La primera, asociada a tres características básicas de la experiencia china: un camino de desarrollo propio en la economía global partiendo de las particularidades nacionales propias, una constante innovación y experimentación, con énfasis en la calidad de vida, la equidad y sustentabilidad en los temas relacionados con el desarrollo y por último, la preminencia del principio de “autodeterminación” como fin político que marca un punto de inflexión respecto a los preceptos del Banco Mundial y del Fondo Monetario Internacional. Según Ramo: “las naciones en desarrollo constituyen la fuerza principal para contener la hegemonía y salvaguardar la paz mundial”, por lo que “reducir el estatus de absoluta superpotencia de Estados Unidos, promueve a su vez un mundo económico internacional multipolar” (Ramo 2004).

La segunda, con gran despliegue y apoyo entre los llamados halcones demócratas y republicanos, repicó las alarmas que provocaba el crecimiento económico sin precedentes de China y su disputa de la hegemonía estadounidense en numerosos ámbitos. La “trampa”, que va mucho más allá de la rivalidad entre los dos países, terminó reviviendo una analogía que décadas antes había delineado Samuel Huntington (1996) en su libro: El choque de civilizaciones y la reconfiguración del orden mundial. Según su lógica, al gigante chino terminaría sucediéndole lo mismo que a la antigua Atenas, si este persistía en retar al hegemonismo estadounidense. El fabricado dilema recuerda al de la globalización, como si Washington, en su condición de única superpotencia mundial, estuviese realmente en condiciones de manejar a su antojo las diversas y complejas variables presentes en un escenario internacional plagado de matices.

Con Barack Obama (2009-2017), continuaron las sistemáticas inversiones políticas, económicas y culturales estadounidenses con la esperanza de cooptar a China como fuerza política “aliada” y subordinarle al sistema hegemónico mundial liderado por Estados unidos. Datan de ese periodo, nuevas ideas como el famoso Grupo de Dos (G-2)17, formulada por el economista C. Fred. Bergsten; la propuesta de Robert Zoellick de hacer del gigante chino “un actor responsable en los asuntos internacionales” o las llamadas “Chimérica” planteada por Niall Ferguson o el “Mundo del Pacífico” de Henry Kissinger, los cuales tuvieron como común denominador el propósito de amplificar la importancia de dichas relaciones, reconociendo la creciente fuerza económica de China y el interés de incentivar la vinculación de sus propios intereses con los de Estados Unidos.

TAREAS A RESOLVER:
a - Traduce al inglés esta oración del pasaje: “Según su lógica, al gigante chino terminaría sucediéndole lo mismo que a la antigua Atenas, si este persistía en retar al hegemonismo estadounidense.”
b - Extrae del pasaje el tramo que va desde “Con Barack Obama” hasta “de Estados Unidos.”.

EXTRACTO DE DATOS:
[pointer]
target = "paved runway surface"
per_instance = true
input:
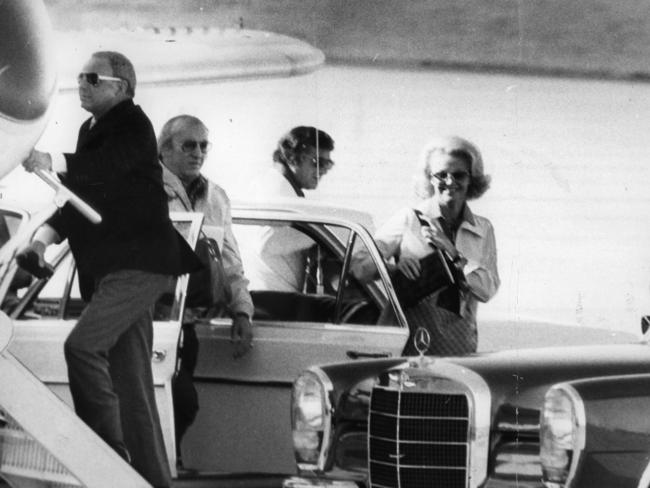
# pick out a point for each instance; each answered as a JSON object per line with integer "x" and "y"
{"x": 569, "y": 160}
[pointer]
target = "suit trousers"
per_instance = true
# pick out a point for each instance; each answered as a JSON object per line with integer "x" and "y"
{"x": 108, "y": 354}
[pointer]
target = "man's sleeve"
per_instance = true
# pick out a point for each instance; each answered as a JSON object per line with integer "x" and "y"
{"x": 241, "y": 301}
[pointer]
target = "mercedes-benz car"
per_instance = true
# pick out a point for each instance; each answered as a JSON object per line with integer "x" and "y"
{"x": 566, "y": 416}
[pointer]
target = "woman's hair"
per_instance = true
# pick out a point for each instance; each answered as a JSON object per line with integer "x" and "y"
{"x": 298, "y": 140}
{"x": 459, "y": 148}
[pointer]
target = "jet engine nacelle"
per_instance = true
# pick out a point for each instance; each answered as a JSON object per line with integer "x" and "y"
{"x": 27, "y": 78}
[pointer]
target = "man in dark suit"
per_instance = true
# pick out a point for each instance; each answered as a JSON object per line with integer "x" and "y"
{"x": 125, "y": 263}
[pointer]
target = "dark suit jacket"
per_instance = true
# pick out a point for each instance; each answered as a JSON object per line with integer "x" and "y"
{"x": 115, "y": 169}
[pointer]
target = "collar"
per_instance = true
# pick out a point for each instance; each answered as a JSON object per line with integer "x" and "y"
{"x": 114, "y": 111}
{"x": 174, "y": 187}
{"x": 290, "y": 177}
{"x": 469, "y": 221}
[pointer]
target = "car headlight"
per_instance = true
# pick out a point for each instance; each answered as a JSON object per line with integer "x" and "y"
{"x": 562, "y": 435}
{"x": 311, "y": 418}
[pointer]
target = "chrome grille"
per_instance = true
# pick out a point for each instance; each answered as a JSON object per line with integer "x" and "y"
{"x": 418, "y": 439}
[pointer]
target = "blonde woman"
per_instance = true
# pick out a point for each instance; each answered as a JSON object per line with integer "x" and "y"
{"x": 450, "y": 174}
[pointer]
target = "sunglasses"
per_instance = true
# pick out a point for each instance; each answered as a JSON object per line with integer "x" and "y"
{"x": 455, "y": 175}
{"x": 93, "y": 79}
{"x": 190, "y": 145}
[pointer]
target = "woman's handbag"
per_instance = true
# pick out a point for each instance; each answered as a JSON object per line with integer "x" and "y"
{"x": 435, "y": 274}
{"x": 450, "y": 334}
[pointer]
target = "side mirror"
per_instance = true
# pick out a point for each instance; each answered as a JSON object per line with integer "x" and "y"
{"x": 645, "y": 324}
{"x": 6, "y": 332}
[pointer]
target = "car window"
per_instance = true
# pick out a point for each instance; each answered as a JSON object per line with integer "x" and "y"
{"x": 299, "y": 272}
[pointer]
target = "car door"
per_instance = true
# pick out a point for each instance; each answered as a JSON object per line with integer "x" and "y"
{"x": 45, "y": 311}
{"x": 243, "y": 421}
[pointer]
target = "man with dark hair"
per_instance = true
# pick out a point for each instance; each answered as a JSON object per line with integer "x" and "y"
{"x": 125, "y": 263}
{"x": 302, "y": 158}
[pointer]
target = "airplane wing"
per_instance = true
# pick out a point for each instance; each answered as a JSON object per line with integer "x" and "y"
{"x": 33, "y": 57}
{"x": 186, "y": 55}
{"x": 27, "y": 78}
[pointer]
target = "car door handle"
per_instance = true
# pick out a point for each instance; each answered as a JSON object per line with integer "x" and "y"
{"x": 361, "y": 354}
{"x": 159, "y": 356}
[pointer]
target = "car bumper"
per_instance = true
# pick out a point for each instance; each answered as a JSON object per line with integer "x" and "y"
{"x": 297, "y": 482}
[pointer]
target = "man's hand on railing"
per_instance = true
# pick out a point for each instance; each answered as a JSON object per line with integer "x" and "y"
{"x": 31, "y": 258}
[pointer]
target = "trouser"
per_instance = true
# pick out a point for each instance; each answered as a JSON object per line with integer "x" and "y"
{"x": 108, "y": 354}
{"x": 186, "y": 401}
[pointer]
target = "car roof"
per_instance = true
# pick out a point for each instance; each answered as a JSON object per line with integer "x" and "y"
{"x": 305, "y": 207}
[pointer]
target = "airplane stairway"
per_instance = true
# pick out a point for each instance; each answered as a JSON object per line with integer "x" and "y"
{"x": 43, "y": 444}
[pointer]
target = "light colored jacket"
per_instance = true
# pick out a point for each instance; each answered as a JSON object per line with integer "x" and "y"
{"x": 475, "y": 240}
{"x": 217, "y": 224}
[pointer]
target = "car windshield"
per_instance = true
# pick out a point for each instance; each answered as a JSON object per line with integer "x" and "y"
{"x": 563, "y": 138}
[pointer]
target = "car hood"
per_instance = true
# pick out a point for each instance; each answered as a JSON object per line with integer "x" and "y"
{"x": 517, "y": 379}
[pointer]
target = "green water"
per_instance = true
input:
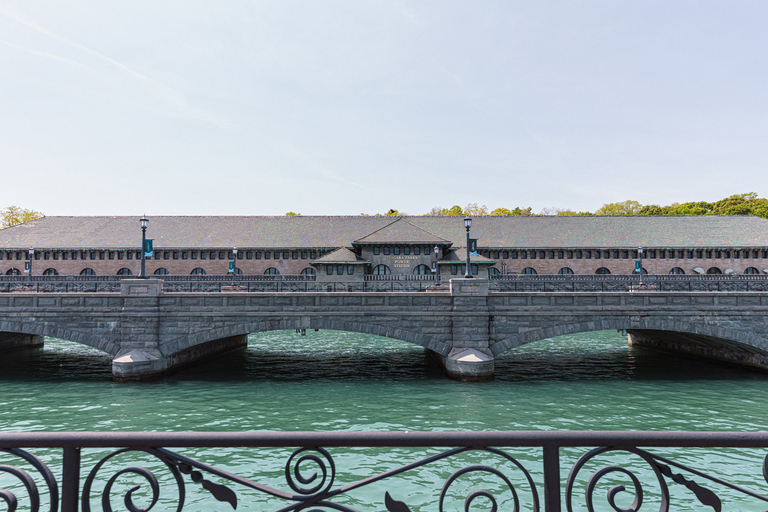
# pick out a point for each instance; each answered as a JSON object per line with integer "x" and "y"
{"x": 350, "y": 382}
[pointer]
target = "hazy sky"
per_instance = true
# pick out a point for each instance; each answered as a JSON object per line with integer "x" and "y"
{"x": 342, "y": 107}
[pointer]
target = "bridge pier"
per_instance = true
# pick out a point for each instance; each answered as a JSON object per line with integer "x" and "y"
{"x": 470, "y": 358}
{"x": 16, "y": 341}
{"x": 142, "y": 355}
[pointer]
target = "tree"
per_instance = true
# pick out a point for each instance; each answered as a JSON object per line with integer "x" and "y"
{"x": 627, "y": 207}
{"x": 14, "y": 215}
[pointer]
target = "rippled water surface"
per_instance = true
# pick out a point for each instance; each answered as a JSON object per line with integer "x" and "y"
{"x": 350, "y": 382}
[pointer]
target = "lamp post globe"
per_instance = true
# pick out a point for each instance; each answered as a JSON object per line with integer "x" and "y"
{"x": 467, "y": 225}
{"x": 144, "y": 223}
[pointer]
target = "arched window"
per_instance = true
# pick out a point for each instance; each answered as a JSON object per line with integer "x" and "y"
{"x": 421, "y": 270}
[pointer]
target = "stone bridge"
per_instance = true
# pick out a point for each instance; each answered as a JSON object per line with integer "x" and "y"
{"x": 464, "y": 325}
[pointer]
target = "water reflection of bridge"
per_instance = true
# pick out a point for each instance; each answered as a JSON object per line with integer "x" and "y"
---
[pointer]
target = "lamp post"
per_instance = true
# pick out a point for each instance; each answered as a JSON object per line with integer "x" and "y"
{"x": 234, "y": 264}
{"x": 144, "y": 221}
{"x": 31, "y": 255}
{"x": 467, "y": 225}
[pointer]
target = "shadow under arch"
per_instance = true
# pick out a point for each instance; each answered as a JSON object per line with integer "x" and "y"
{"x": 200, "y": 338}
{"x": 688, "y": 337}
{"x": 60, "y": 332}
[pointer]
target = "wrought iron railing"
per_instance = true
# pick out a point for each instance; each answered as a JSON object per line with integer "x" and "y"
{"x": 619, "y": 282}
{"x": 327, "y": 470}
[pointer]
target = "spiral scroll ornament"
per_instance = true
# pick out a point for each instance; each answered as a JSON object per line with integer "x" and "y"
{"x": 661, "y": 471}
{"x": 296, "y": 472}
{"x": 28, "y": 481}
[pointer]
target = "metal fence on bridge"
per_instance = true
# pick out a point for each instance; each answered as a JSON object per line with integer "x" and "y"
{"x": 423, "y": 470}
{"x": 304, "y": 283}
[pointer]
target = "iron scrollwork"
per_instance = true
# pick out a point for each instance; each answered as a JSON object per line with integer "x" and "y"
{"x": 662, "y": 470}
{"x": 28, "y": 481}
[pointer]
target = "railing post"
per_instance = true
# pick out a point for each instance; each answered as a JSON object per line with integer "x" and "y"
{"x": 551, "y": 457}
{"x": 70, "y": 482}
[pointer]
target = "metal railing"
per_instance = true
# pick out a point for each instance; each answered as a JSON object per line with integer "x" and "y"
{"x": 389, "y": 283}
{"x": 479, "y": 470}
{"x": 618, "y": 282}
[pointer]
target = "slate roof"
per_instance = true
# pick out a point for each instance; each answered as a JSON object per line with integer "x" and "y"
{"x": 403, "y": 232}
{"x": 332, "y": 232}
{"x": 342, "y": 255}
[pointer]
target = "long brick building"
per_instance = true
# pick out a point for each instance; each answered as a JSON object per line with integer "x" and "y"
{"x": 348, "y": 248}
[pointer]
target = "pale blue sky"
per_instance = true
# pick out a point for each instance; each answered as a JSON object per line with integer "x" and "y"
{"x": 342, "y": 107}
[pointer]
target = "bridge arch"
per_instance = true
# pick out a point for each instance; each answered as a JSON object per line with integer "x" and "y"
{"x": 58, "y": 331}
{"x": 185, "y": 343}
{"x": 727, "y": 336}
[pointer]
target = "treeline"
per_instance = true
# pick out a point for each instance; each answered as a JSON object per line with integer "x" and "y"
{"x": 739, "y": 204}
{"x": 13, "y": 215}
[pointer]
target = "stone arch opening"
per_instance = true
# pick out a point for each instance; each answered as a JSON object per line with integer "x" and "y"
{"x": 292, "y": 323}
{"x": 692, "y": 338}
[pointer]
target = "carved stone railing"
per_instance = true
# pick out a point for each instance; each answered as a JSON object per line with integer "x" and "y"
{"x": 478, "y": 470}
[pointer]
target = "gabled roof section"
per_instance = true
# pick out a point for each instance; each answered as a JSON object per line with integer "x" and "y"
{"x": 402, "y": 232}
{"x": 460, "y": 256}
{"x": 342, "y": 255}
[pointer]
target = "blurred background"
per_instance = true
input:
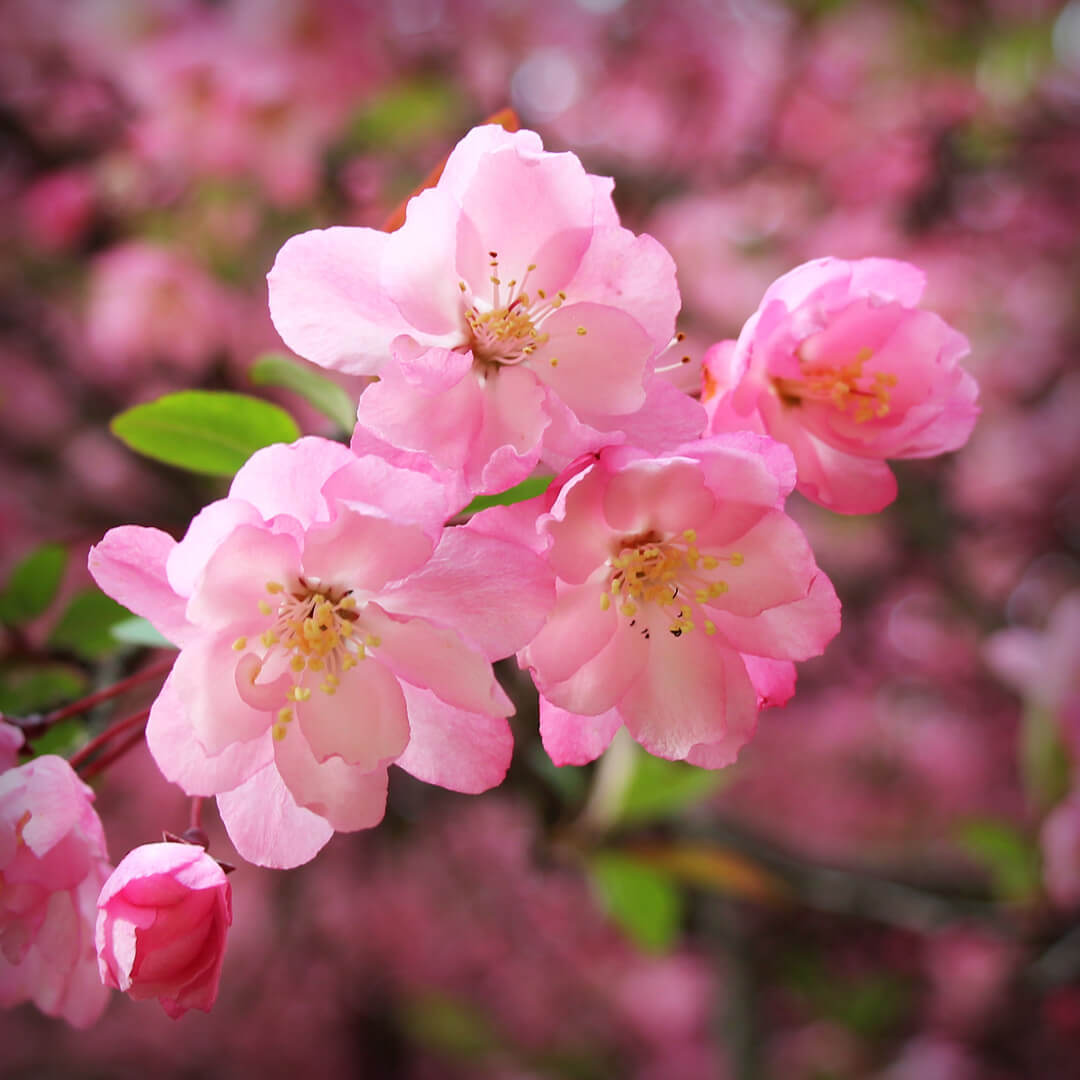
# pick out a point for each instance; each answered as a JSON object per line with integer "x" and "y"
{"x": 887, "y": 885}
---
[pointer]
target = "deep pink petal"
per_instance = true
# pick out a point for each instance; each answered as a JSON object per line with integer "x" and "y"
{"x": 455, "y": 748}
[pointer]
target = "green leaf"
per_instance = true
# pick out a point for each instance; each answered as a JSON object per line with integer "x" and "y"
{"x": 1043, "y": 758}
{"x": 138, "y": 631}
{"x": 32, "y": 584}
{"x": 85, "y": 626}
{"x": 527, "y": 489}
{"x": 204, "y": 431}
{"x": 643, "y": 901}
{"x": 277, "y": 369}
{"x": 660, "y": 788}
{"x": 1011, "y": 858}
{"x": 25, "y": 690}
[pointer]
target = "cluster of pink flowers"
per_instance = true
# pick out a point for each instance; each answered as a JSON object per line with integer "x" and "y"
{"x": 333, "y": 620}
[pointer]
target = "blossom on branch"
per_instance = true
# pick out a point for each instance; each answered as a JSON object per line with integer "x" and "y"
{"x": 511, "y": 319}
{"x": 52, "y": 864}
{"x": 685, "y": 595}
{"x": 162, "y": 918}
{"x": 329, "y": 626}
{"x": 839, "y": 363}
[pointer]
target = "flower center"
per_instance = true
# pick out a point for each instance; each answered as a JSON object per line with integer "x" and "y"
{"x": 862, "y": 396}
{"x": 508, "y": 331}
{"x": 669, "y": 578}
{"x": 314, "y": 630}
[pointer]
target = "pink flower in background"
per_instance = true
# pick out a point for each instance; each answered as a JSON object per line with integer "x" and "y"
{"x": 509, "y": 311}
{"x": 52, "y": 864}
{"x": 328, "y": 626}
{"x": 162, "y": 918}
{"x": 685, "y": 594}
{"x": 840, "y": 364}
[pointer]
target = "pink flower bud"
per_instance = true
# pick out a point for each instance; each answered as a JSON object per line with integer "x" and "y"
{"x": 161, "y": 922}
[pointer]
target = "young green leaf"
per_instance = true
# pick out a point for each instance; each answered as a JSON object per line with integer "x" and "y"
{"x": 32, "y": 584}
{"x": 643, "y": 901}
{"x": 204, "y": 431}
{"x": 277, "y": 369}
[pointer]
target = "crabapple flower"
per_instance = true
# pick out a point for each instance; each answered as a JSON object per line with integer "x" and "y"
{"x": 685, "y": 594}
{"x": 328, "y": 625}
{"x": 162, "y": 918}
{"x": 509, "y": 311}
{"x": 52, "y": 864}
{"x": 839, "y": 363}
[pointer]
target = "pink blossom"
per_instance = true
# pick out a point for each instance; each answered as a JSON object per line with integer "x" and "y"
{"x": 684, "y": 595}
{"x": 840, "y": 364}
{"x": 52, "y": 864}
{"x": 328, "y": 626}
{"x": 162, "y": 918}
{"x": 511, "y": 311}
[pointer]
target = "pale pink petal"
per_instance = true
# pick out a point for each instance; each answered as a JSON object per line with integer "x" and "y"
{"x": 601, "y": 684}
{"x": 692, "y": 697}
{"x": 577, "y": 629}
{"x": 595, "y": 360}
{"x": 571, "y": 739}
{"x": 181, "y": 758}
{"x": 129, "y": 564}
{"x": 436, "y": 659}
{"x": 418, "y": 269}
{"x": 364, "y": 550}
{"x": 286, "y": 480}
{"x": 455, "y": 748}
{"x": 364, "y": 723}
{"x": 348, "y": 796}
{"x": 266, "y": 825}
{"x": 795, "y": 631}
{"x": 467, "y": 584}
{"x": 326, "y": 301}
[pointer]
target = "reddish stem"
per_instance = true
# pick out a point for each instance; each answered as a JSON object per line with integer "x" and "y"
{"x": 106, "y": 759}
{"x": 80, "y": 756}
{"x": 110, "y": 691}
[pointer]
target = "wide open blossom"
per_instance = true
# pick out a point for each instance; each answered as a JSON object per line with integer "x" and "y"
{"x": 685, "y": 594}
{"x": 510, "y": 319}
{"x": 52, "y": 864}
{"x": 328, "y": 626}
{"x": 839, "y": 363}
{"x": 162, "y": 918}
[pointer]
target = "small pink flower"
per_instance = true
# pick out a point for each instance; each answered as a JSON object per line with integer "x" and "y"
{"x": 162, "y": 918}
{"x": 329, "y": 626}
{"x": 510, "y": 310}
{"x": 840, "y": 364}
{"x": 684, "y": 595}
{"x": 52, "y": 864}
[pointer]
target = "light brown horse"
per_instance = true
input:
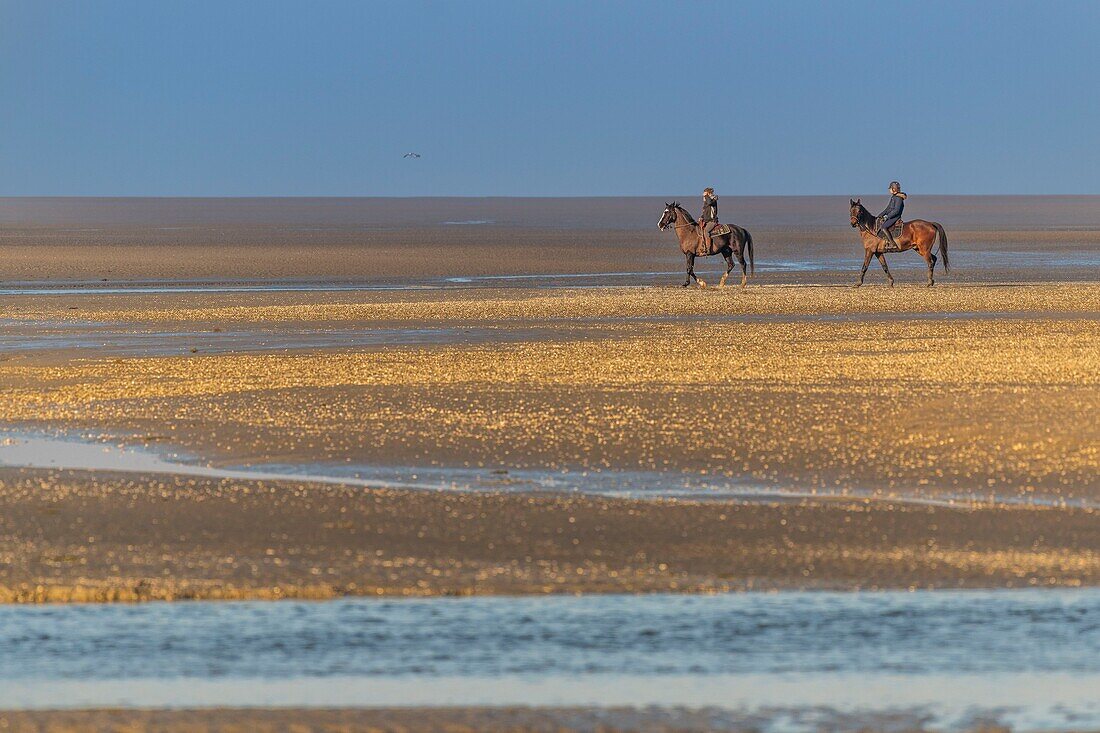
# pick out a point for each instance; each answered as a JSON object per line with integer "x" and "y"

SOLUCIONES POR TAREA:
a - According to its logic, the Chinese giant would end up suffering the same fate as ancient Athens if it persisted in challenging US hegemonism.

b -
Con Barack Obama (2009-2017), continuaron las sistemáticas inversiones políticas, económicas y culturales estadounidenses con la esperanza de cooptar a China como fuerza política “aliada” y subordinarle al sistema hegemónico mundial liderado por Estados unidos. Datan de ese periodo, nuevas ideas como el famoso Grupo de Dos (G-2)17, formulada por el economista C. Fred. Bergsten; la propuesta de Robert Zoellick de hacer del gigante chino “un actor responsable en los asuntos internacionales” o las llamadas “Chimérica” planteada por Niall Ferguson o el “Mundo del Pacífico” de Henry Kissinger, los cuales tuvieron como común denominador el propósito de amplificar la importancia de dichas relaciones, reconociendo la creciente fuerza económica de China y el interés de incentivar la vinculación de sus propios intereses con los de Estados Unidos.